■ **REQUIRED WORK**: Copy the stretch of the DNA test account below from "My whole life, based" through "begin to wonder.", substituting "Norwegian" for "Danish".

■ **TEXT**:
I Took a DNA Test to Find Long-Lost Relatives in America. I Found a Sister Instead

I Took a DNA Test to Find Long-Lost Relatives in America. I Found a Sister Instead

I have always known I had relatives in America. Two of my great-grandmother’s brothers emigrated from Sweden to the United States in the early 1900s, and that branch of the family had always felt just out of reach. When a relative recently managed to make some contact with the American side, I became keen to try for myself. So in the autumn of 2025, I ordered a DNA test from MyHeritage and sent in my sample, expecting to find a name from that missing branch — a cousin, perhaps, or a grandchild of those two brothers.

I was not prepared for what I found instead.

An unexpected DNA Match

The results arrived in early November. It was a Sunday morning when the email came from MyHeritage. The first thing it showed me was my ethnicity breakdown: 37% Balkan.

My whole life, based on everything my mother had told me, I had believed my father was Danish. I had carried that without question — until this number on a screen made me begin to wonder.

■ **DATA EXCERPTS**:

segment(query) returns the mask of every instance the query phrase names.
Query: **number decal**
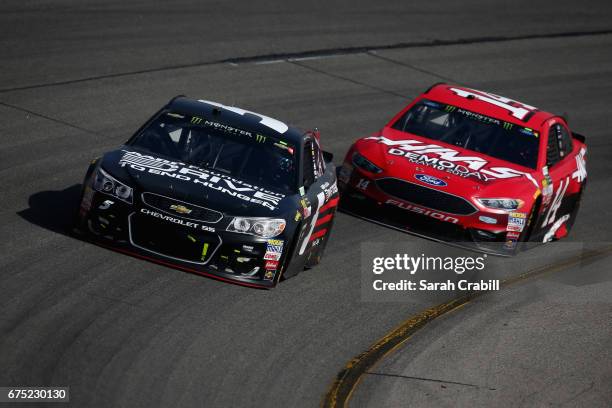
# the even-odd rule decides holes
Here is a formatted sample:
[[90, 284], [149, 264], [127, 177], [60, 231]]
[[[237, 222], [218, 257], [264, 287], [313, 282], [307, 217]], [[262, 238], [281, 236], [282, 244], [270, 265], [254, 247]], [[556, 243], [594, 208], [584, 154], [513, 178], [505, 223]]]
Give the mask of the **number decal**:
[[523, 120], [527, 114], [537, 110], [537, 108], [533, 106], [487, 92], [457, 88], [450, 88], [450, 90], [464, 98], [476, 98], [483, 102], [488, 102], [491, 105], [499, 106], [500, 108], [508, 110], [512, 116], [520, 120]]
[[557, 217], [557, 210], [559, 207], [561, 207], [561, 202], [563, 201], [563, 196], [565, 195], [567, 186], [569, 186], [569, 177], [566, 177], [565, 180], [561, 180], [559, 183], [559, 188], [557, 189], [553, 203], [548, 210], [548, 214], [542, 223], [542, 227], [552, 224], [555, 221], [555, 218]]
[[225, 105], [223, 105], [221, 103], [205, 101], [203, 99], [198, 100], [198, 102], [202, 102], [202, 103], [206, 103], [206, 104], [209, 104], [209, 105], [213, 105], [213, 106], [216, 106], [218, 108], [227, 109], [229, 111], [232, 111], [234, 113], [237, 113], [237, 114], [243, 115], [243, 116], [245, 114], [247, 114], [247, 113], [249, 113], [251, 115], [258, 116], [261, 119], [259, 121], [259, 123], [261, 123], [264, 126], [269, 127], [272, 130], [276, 130], [278, 133], [285, 133], [287, 130], [289, 130], [289, 126], [287, 126], [286, 124], [284, 124], [280, 120], [277, 120], [277, 119], [274, 119], [274, 118], [270, 118], [268, 116], [262, 115], [261, 113], [251, 112], [251, 111], [248, 111], [248, 110], [245, 110], [245, 109], [236, 108], [235, 106], [225, 106]]
[[321, 191], [319, 194], [317, 194], [317, 209], [315, 210], [314, 215], [310, 219], [310, 227], [309, 227], [310, 230], [308, 231], [308, 234], [306, 234], [306, 236], [304, 237], [304, 240], [302, 241], [302, 246], [300, 247], [300, 251], [298, 252], [299, 255], [304, 254], [304, 251], [306, 251], [306, 246], [308, 246], [308, 241], [310, 240], [312, 231], [314, 231], [315, 224], [317, 223], [317, 219], [319, 218], [319, 210], [321, 209], [321, 206], [323, 205], [324, 202], [325, 202], [325, 193]]

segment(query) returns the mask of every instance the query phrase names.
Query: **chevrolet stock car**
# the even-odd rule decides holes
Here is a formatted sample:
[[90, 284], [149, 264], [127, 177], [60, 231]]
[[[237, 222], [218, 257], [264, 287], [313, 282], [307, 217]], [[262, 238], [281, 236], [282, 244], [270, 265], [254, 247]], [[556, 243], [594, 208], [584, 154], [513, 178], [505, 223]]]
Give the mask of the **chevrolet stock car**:
[[436, 84], [338, 171], [340, 209], [421, 237], [513, 255], [566, 236], [586, 185], [585, 138], [563, 117]]
[[331, 160], [318, 131], [178, 96], [91, 163], [77, 231], [178, 269], [272, 287], [323, 254], [338, 204]]

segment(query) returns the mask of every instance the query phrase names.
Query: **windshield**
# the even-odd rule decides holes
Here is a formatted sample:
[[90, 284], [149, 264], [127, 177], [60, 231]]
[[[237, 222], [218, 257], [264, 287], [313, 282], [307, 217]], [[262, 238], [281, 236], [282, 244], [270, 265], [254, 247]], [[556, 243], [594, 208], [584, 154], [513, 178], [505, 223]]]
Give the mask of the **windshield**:
[[130, 145], [270, 190], [296, 186], [293, 145], [197, 116], [163, 112]]
[[456, 106], [423, 100], [392, 127], [520, 166], [537, 166], [538, 132]]

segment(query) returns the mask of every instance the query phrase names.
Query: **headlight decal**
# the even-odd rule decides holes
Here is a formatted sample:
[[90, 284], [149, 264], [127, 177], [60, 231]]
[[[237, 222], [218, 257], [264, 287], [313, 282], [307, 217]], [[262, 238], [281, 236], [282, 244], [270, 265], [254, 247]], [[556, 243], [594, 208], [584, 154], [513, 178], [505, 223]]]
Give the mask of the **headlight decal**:
[[234, 217], [227, 226], [227, 231], [274, 238], [282, 234], [286, 225], [286, 221], [282, 218]]
[[133, 203], [134, 189], [123, 184], [110, 174], [98, 168], [93, 178], [93, 188], [104, 194], [108, 194], [128, 204]]
[[515, 198], [477, 198], [484, 207], [494, 210], [514, 211], [523, 206], [523, 201]]

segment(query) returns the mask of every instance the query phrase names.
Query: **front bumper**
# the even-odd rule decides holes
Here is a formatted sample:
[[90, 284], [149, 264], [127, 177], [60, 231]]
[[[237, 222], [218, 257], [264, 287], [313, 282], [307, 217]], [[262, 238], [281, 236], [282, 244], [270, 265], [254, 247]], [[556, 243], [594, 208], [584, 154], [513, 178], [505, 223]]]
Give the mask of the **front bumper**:
[[341, 211], [419, 237], [500, 256], [514, 255], [521, 238], [507, 230], [507, 214], [475, 209], [457, 215], [427, 208], [385, 194], [358, 169], [339, 186]]
[[275, 286], [289, 242], [228, 232], [226, 224], [169, 216], [143, 200], [129, 205], [86, 189], [79, 227], [120, 252], [246, 286]]

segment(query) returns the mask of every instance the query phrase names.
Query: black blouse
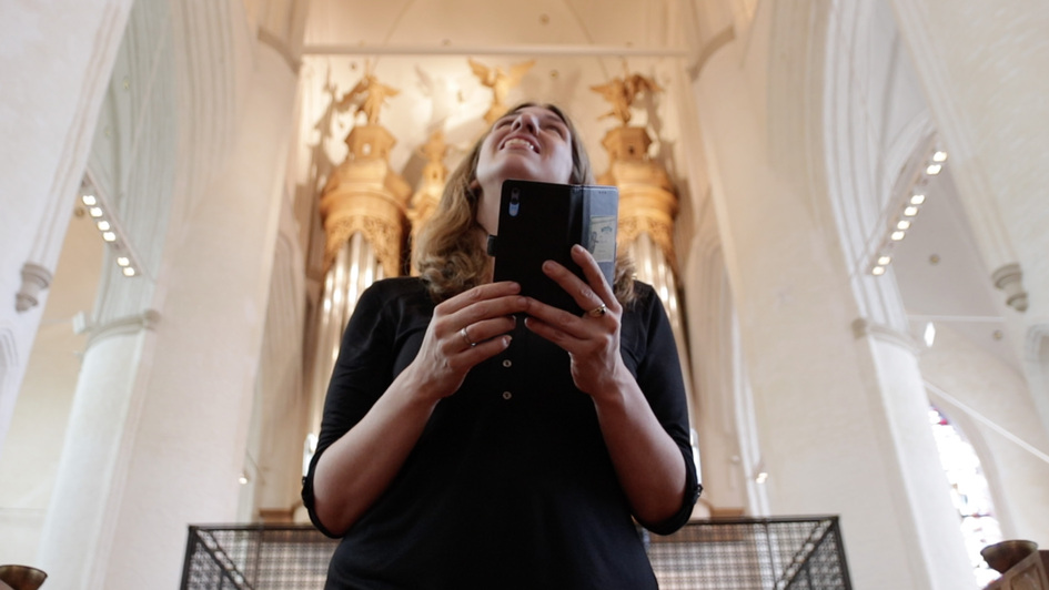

■ **RESULT**:
My whole life, based on everything my mother had told me, I had believed my father was Norwegian. I had carried that without question — until this number on a screen made me begin to wonder.